Reading passage:
In 2015 his research group provided the first successful demonstration of the theory, adding a protein to cells of a roundworm, Caenorhabditis elegans, that made them sensitive to low-frequency ultrasound and thus enabled them to be activated at the behest of researchers.

Chalasani and his colleagues set out to search for a new protein that would work in mammals. Although a few proteins were already known to be ultrasound sensitive, no existing candidates were sensitive at the clinically safe frequency of 7MHz – so this was where the team set their sights. To test whether TRPA1 protein could activate cell types of clinical interest in response to ultrasound, the team used a gene therapy approach to add the genes for human TRPA1 to a specific group of neurons in the brains of living mice. When they then administered ultrasound to the mice, only the neurons with the TRPA1 genes were activated.

Clinicians treating conditions including Parkinson’s disease and epilepsy currently use deep brain stimulation, which involves surgically implanting electrodes in the brain, to activate certain subsets of neurons. Chalasani says that sonogenetics could one day replace this approach—the next step would be developing a gene therapy delivery method that can cross the blood-brain barrier, something that is already being studied. Perhaps sooner, he says, sonogenetics could be used to activate cells in the heart, as a kind of pacemaker that requires no implantation.

Records:
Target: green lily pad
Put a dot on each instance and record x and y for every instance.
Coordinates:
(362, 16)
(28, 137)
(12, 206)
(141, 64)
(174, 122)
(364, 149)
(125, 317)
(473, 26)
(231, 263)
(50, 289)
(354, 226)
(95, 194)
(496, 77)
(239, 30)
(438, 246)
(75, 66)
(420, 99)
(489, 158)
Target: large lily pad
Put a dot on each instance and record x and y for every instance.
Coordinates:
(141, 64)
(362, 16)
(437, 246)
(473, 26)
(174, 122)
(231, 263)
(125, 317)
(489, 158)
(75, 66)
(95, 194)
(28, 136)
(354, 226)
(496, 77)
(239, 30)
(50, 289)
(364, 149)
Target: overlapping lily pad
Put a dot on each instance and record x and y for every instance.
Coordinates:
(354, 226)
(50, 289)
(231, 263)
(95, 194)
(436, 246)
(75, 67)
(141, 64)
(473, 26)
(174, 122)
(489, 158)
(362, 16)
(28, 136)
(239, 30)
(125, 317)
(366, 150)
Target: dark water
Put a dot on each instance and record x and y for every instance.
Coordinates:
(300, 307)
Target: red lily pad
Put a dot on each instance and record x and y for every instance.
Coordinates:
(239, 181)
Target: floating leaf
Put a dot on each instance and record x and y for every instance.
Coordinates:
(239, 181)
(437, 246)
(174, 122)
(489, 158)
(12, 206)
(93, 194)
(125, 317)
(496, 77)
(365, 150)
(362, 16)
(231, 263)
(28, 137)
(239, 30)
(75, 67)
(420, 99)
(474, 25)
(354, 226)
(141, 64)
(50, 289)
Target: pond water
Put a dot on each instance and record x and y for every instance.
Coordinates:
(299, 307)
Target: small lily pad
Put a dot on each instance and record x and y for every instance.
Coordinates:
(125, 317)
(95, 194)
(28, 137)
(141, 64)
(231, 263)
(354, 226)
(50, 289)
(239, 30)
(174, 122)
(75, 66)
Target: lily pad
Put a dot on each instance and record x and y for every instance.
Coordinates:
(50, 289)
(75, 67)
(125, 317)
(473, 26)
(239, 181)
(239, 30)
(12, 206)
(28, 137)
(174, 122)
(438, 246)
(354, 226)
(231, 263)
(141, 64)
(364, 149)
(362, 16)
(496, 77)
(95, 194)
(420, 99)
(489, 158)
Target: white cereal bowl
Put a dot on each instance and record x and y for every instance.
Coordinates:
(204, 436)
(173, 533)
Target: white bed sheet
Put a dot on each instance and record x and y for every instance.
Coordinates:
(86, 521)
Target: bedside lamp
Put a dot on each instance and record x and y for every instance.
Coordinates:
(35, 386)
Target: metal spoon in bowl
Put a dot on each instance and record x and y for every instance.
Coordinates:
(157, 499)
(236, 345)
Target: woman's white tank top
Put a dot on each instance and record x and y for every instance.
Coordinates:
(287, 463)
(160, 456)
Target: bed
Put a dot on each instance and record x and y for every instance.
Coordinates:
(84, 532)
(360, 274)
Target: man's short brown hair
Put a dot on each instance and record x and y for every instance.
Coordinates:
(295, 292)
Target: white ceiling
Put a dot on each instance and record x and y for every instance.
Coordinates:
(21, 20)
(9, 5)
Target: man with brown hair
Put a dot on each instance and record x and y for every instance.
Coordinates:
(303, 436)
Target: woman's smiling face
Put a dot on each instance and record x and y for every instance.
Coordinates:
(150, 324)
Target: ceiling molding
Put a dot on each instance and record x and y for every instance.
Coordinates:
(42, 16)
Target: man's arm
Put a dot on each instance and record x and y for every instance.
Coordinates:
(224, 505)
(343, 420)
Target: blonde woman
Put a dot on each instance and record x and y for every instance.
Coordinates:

Exercise goal: Please repeat the part of the sonogenetics passage between "In 2015 his" and "behest of researchers.", inclusive, word for word.

The completed task:
In 2015 his research group provided the first successful demonstration of the theory, adding a protein to cells of a roundworm, Caenorhabditis elegans, that made them sensitive to low-frequency ultrasound and thus enabled them to be activated at the behest of researchers.